■ **Extracted records**
+ + +
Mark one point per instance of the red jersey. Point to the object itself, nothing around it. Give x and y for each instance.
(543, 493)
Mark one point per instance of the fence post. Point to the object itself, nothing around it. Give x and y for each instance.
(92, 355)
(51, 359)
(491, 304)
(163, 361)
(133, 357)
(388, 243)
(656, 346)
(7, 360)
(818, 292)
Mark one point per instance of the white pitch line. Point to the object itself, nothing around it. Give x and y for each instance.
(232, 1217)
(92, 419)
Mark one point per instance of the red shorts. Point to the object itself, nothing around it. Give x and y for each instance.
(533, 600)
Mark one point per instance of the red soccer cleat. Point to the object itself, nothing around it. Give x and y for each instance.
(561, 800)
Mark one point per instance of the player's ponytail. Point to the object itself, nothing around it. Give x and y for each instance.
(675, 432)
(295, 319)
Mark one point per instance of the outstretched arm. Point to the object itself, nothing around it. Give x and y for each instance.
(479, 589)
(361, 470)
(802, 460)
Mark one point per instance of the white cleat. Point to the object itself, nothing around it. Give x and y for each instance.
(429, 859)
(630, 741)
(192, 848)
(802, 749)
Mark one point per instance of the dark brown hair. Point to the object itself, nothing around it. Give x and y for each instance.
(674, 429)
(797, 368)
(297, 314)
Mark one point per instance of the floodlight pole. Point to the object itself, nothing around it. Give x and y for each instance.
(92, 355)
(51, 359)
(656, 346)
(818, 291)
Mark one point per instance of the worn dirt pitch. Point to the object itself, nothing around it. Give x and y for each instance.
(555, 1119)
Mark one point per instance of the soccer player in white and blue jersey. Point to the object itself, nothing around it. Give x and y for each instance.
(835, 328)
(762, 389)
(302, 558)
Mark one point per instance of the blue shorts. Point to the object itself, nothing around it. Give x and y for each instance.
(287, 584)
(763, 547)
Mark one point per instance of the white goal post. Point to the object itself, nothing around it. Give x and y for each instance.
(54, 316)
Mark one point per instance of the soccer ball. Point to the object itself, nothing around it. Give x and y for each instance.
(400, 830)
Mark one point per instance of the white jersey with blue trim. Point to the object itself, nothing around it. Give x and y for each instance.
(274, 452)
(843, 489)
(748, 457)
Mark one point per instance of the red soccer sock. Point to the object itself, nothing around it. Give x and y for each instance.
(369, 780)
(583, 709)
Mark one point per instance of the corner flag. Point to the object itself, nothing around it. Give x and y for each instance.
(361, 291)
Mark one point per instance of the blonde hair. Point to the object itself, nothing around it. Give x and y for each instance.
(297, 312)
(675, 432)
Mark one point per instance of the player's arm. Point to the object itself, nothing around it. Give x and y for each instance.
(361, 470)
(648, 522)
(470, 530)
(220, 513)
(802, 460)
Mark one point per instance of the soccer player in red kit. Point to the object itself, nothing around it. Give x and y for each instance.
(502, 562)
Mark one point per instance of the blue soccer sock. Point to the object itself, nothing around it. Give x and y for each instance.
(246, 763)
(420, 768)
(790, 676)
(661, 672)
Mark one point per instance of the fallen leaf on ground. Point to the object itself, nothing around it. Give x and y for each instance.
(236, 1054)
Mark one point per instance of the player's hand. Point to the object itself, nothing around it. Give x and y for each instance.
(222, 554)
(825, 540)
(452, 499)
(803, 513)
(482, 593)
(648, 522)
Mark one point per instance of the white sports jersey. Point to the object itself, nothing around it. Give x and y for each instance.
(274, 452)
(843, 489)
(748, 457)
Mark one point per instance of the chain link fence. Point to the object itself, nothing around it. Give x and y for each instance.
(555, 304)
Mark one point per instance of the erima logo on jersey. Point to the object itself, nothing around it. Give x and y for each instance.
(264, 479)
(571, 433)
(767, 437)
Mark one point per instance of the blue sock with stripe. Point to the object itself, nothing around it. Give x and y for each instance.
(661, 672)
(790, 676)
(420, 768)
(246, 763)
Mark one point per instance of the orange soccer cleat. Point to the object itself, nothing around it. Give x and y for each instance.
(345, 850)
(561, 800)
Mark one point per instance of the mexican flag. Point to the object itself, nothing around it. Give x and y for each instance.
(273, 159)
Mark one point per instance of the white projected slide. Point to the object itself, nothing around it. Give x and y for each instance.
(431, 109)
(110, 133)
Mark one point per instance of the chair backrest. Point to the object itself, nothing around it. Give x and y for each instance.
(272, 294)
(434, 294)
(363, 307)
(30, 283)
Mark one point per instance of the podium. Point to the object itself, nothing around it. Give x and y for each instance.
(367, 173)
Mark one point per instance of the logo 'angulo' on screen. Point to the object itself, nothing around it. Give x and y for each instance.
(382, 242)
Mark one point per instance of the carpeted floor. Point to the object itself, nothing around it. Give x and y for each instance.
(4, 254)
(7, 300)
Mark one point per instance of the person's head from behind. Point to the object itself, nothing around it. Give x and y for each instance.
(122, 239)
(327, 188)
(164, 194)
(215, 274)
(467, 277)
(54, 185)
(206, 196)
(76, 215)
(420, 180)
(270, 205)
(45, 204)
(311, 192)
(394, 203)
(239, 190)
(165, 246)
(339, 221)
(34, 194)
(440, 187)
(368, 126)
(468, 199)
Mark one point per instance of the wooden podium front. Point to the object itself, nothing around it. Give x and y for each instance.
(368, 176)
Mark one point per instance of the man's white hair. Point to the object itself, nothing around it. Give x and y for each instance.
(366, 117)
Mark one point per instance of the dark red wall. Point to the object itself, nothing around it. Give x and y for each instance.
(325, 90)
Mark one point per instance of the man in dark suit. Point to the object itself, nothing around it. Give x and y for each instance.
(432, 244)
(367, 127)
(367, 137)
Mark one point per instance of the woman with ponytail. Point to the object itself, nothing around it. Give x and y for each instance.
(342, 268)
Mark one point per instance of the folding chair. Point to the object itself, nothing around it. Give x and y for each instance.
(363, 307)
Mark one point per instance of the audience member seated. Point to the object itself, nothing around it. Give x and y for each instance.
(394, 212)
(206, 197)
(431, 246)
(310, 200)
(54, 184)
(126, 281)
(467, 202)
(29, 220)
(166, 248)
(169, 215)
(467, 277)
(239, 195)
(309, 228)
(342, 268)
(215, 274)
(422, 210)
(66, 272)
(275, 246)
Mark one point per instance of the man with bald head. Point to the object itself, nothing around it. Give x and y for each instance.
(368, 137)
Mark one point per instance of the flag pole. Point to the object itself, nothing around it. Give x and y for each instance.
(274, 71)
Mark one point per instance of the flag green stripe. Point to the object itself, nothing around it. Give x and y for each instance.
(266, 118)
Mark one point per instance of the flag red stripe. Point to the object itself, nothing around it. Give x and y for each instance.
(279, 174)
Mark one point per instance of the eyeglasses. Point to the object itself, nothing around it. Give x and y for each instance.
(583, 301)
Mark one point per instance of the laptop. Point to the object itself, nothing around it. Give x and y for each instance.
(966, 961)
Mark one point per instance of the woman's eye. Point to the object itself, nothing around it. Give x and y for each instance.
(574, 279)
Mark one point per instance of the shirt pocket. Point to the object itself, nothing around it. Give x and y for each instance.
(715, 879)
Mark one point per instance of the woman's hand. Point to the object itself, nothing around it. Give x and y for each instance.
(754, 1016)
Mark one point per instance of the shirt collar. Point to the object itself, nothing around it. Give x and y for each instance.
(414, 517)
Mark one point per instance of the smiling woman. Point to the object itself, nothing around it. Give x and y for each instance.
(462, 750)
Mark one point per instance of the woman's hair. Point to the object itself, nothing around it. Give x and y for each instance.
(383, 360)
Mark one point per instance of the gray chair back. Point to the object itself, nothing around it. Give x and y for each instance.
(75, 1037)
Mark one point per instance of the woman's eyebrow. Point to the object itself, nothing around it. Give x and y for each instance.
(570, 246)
+ + +
■ **WHAT YOU NEED TO DO**
Word for word, write out every entry shown above.

■ **ANSWER SECTION**
Mark one point per instance of the red jersey. Point to the object itself, nothing around it. Give x and y for each instance.
(543, 493)
Mark one point per instance of the fence post. Point to the object itself, nothing around it. Give x and y for each instance.
(92, 355)
(51, 359)
(491, 304)
(163, 361)
(133, 357)
(388, 243)
(656, 346)
(7, 360)
(818, 292)
Mark one point per instance of the white pitch line. Point to the object itself, nothing around it. Give x and y for each instance.
(232, 1217)
(92, 419)
Mark one point per instance of the red shorts. Point to the object itself, nothing around it. Give x and y for each instance.
(533, 600)
Mark one point per instance of the red soccer cleat. Point to the object itself, nothing around it. Give x and y for each instance.
(561, 800)
Mark one point per instance of the player's ponytail. Point to the object itself, nothing around it. Give x and y for each instance.
(675, 432)
(295, 319)
Mark one point per instance of the outstretched arm. Point to the object itself, nothing around it. Give x and y for each instance.
(479, 589)
(361, 470)
(802, 460)
Mark one point per instance of the white cleat. Point to the object itself, nothing around it. Give x and y for each instance.
(429, 859)
(630, 741)
(192, 848)
(802, 749)
Mark one point per instance of the dark brown hair. Point to the object itself, nothing around it. Give x and y for each instance.
(674, 429)
(797, 368)
(297, 314)
Mark one point per instance of the floodlight pole. Point to the object itself, nothing around it. Give x and y for each instance.
(92, 355)
(51, 359)
(656, 346)
(818, 291)
Mark one point per instance of the worn dirt pitch. Point to the object itself, nothing around it. Give x and y for each instance.
(555, 1119)
Mark one point per instance of the soccer player in white and blue jersey. Point to the object itself, nothing around it. Give x and y for each instance.
(835, 328)
(762, 389)
(302, 558)
Mark one point per instance of the blue shorts. Point to the object itself, nothing around it. Give x and y for each instance.
(287, 584)
(763, 547)
Mark one point per instance of the white goal post. Point to the object itself, nothing around it. Give x and y for each instance.
(54, 316)
Mark one point per instance of the soccer ball. Point to the object itself, nothing around it. Give x and y for each instance.
(400, 830)
Mark one point per instance of the white jersey with blue trim. Point to the object itself, nothing around it. Give x and y for each instance.
(274, 452)
(843, 489)
(748, 457)
Mark one point per instance of the red soccer sock. Point to the object itself, nothing around it. Give x and y for each instance.
(369, 780)
(583, 709)
Mark one point per instance of the corner flag. Point to the object itself, nothing around it. Give x and y for each instance.
(361, 291)
Mark one point per instance of the blonde hair. Point to the object itself, nothing around it. Give x and y for each instance.
(297, 312)
(675, 432)
Mark one point per instance of the player's arm. Point to the object itself, nothing around it. Give x and y for each instance.
(361, 470)
(648, 522)
(470, 530)
(220, 513)
(802, 460)
Mark one point per instance of the soccer player in red kit. Point to the object itself, nothing around it. Give x and y for each instance.
(502, 562)
Mark one point per instance of the blue soccer sock. Point to the object itself, nothing around it. Give x and y for each instance.
(246, 763)
(420, 768)
(790, 676)
(661, 672)
Mark one point per instance of the fallen leaf on ground. Point to the object itself, nothing around it. Give x and y for each instance.
(236, 1054)
Mark one point per instance of the player's hand. Point to the object itself, nothing around it. Give x and y for each instance.
(222, 554)
(825, 540)
(452, 499)
(803, 513)
(482, 593)
(648, 522)
Mark one point per instance of the white sports jersey. Point to the object itself, nothing around it. Give x and y for each instance.
(274, 452)
(843, 489)
(748, 457)
Mark one point per instance of the chain link fence. Point to the object itself, nothing around it. Give x and y for each instance.
(555, 304)
Mark one point per instance of the erima logo on jersey. Point to the object itself, nothing around it. Give x and y for each instance.
(264, 479)
(571, 433)
(767, 437)
Mark one point per instance of the blue sock with stripe. Point to the object itself, nothing around it. Give x and y for each instance.
(661, 672)
(790, 676)
(420, 768)
(246, 763)
Mark one point per instance of the orange soccer cleat. Point to the object itself, nothing around it. Give x and y for each instance.
(345, 850)
(561, 800)
Mark one point per instance of the mexican flag. Point to the object itself, nothing around it. Give x and y for each instance.
(273, 159)
Mark one point per instance of the white projected slide. Point to the object itself, nothing around it. Give x and y for each instance.
(431, 109)
(110, 133)
Mark one point per instance of the chair backrest. Point to the object itself, nothing around it. Give x and y for each instance.
(272, 294)
(434, 294)
(363, 307)
(30, 283)
Mark one point per instance of the podium. Point to the object itself, nothing around it. Give x and y for each instance.
(367, 173)
Mark one point per instance of the logo 'angulo' on screen. Point to the object itself, nothing around it. Give x and y for each instance.
(382, 242)
Mark one point per instance of the carpeted floor. Point to the object itself, nothing around it. Give x and y for each instance.
(4, 254)
(7, 300)
Mark one point per instance of the person's head from behind. Point to the object itself, nothing around it. Give x and y for each instance.
(122, 239)
(327, 188)
(164, 194)
(215, 274)
(467, 277)
(54, 185)
(206, 196)
(76, 215)
(420, 180)
(270, 205)
(45, 204)
(311, 192)
(394, 203)
(239, 190)
(165, 246)
(339, 221)
(34, 194)
(440, 187)
(368, 126)
(468, 199)
Mark one point per instance of the wooden podium front. Point to the object itself, nothing around it. Give x and y for each instance.
(368, 176)
Mark one point per instance of the man's white hair. Point to the object itself, nothing around it. Give x and y for each instance.
(366, 117)
Mark one point per instance of the dark red wall. Point to the object itself, nothing around it. Give x and y for each instance.
(325, 90)
Mark one point per instance of the man in dark suit. Point to the object itself, nothing around it. Give x and y for each instance.
(432, 244)
(367, 127)
(367, 137)
Mark one point per instance of the woman with ponytail. Point to the object itself, nothing around it. Give x and y for each instance.
(342, 268)
Mark one point per instance of the folding chair. Point to the object itself, nothing around it. Give x and y for each instance.
(363, 307)
Mark one point per instance of the audience member seated. Point to the object itself, nothing around it. Give x and y for each instance.
(394, 212)
(206, 197)
(431, 246)
(310, 200)
(54, 184)
(126, 281)
(467, 202)
(29, 220)
(166, 248)
(169, 215)
(467, 277)
(239, 195)
(309, 228)
(342, 268)
(215, 274)
(422, 210)
(66, 272)
(275, 246)
Mark one point per instance of the man with bald head. Point to the object itself, nothing around it. Give x and y for each instance.
(368, 137)
Mark one point per instance of the flag pole. Point to the object itself, nothing around it. Give x and y for each instance.
(274, 71)
Mark one point per instance of the flag green stripe. Point to the object itself, nothing around it. Give x and y for each instance.
(266, 118)
Mark one point per instance of the flag red stripe. Point to the object itself, nothing around it. Give x and y for each instance.
(279, 174)
Mark one point per instance of the eyeglasses. Point to the object itself, nothing around it. Give x and y for each instance.
(583, 301)
Mark one point per instance of the laptop. Point to the object itself, nothing around it. Give x and y for each instance.
(966, 961)
Mark one point per instance of the woman's eye. Point to the object itself, nothing around it. Give x and y for each instance.
(574, 279)
Mark one point per instance of the shirt pocket. Point to the object itself, nothing around it. Give x and y for each instance.
(715, 879)
Mark one point per instance of the woman's hand. Point to the object itself, nothing around it. Give x and y for each instance.
(754, 1016)
Mark one point per instance of the shirt collar. Point to the object itself, nothing around it. Give x and y for each instance.
(414, 517)
Mark one point per instance of the smiling woman. Point to the object itself, nothing around it. Give x and y for each instance.
(462, 750)
Mark one point per instance of the woman's hair. Point to the object itself, nothing around it. Give x and y for each instance.
(383, 360)
Mark one point per instance of the gray chair back. Point to the object itself, nothing around it. Give x and y for each instance.
(75, 1037)
Mark one point per instance of the woman's eyebrow. Point to the object itself, nothing around it. Give x and y for each instance.
(570, 246)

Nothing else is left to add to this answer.